__DATA EXTRACT__:
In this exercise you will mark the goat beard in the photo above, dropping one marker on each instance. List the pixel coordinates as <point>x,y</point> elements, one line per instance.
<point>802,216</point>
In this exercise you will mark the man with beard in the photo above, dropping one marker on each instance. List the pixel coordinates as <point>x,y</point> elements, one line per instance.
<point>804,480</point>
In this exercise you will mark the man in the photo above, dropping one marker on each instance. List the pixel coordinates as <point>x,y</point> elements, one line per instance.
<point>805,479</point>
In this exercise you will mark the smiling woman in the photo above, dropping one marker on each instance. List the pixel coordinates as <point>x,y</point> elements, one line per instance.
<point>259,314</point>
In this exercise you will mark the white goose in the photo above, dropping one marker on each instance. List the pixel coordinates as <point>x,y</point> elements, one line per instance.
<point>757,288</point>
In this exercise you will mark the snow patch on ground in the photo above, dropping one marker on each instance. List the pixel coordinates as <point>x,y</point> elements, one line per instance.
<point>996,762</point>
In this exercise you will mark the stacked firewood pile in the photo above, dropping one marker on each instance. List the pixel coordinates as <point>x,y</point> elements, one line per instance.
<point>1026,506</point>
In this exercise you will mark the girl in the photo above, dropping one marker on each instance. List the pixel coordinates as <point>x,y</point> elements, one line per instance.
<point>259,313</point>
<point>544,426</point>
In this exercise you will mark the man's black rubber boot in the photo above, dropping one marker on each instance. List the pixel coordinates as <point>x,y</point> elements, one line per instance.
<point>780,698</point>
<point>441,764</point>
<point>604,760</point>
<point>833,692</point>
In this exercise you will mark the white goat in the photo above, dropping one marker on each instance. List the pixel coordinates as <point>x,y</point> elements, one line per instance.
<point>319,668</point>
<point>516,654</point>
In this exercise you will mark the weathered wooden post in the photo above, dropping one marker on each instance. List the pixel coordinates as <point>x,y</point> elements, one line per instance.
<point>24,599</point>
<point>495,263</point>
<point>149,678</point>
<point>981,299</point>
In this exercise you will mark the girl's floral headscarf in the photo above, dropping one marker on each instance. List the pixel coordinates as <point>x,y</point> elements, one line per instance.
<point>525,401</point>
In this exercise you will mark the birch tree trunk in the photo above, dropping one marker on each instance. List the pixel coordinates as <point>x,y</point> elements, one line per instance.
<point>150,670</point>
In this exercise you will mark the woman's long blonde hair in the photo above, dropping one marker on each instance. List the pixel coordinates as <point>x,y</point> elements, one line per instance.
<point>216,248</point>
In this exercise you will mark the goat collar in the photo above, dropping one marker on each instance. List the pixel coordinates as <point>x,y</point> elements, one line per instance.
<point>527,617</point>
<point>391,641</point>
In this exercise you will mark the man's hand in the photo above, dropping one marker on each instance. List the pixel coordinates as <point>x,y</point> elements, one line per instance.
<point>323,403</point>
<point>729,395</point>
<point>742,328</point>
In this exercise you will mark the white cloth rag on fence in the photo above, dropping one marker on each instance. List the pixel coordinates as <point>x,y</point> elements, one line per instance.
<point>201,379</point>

__REQUIRED TASK__:
Render every item above as a Markdown table with the columns Row and Text, putting a running number in Row and one line in Text, and skip any blank lines.

__RIGHT ANSWER__:
| Row | Text |
|---|---|
| 1 | In this exercise you will mark the goat beard in the photo above, dropping one marker on each instance. List the pixel coordinates as <point>x,y</point> elements, one line per instance. |
| 2 | <point>802,216</point> |
| 3 | In this exercise you will mark the man with beard in the photo above, dropping one marker on each instance. List the pixel coordinates as <point>x,y</point> elements, one line per instance. |
| 4 | <point>804,480</point> |
| 5 | In this exercise you will mark the man in the photo above, dropping one marker on each instance. List the pixel coordinates as <point>x,y</point> elements, one line per instance. |
| 6 | <point>805,479</point> |
| 7 | In this exercise you will mark the smiling woman in the photo above, dropping one marker on each instance. List the pixel coordinates as <point>x,y</point> elements, one line per instance. |
| 8 | <point>259,314</point> |
| 9 | In this exercise you will mark the white goose in the photo above, dropping one marker on each instance. List the pixel coordinates as <point>x,y</point> elements, one line per instance. |
| 10 | <point>757,288</point> |
| 11 | In this exercise you will mark the snow patch on ground in the photo above, dropping one marker on each instance. List the pixel coordinates as <point>x,y</point> elements, one line per instance. |
| 12 | <point>996,762</point> |
| 13 | In this exercise you will mark the stacked firewood pile in the photo above, dropping one marker on each instance. List the pixel coordinates as <point>x,y</point> elements, one line per instance. |
| 14 | <point>1026,506</point> |
| 15 | In this exercise you will mark the girl in the photo above, dropping one marker on each instance. List the pixel coordinates as <point>x,y</point> elements, one line per instance. |
| 16 | <point>259,313</point> |
| 17 | <point>544,426</point> |
| 18 | In this exercise you will mark the man's black rubber boot in the photo above, dropping one marker on each instance. List the pixel coordinates as <point>x,y</point> elements, one line per instance. |
| 19 | <point>780,698</point> |
| 20 | <point>441,764</point> |
| 21 | <point>604,760</point> |
| 22 | <point>833,692</point> |
| 23 | In this exercise you will mark the white goat in the photo above, dropping one marker on each instance. List the pixel coordinates as <point>x,y</point> elements, one line per instance. |
| 24 | <point>319,668</point> |
| 25 | <point>516,654</point> |
| 26 | In this exercise you will mark the weathered wooden post in the photo above, dropping one marker on each instance. List the pixel coordinates as <point>x,y</point> elements, one line per instance. |
| 27 | <point>24,599</point> |
| 28 | <point>495,263</point> |
| 29 | <point>149,678</point> |
| 30 | <point>981,299</point> |
| 31 | In this exercise you will mark the girl's floral headscarf in the photo above, dropping one marker on each instance. List the pixel coordinates as <point>x,y</point> elements, one line per instance. |
| 32 | <point>525,401</point> |
| 33 | In this exercise you will mark the birch tree trunk in the photo above, dropping one marker on each instance. List the pixel coordinates as <point>x,y</point> elements, one line per instance. |
| 34 | <point>150,670</point> |
| 35 | In this exercise you will mark the woman's long blonde hair in the photo above, dropping one marker on each instance. List the pixel coordinates as <point>x,y</point> elements, one line per instance. |
| 36 | <point>216,248</point> |
| 37 | In this exercise you will mark the goat collar in the photo above, dropping one marker on each instance. List the pixel coordinates as <point>x,y</point> elements, one line per instance. |
| 38 | <point>527,617</point> |
| 39 | <point>391,641</point> |
| 40 | In this exercise you will mark the man's hand in the photo above, dropping one marker on each instance. List the pixel coordinates as <point>x,y</point> elements, one line per instance. |
| 41 | <point>323,403</point> |
| 42 | <point>729,395</point> |
| 43 | <point>742,328</point> |
| 44 | In this exercise you will mark the white cloth rag on fence in the photo above, dropping one marker on each instance. List the pixel coordinates as <point>x,y</point> elements, one line per instance. |
| 45 | <point>201,379</point> |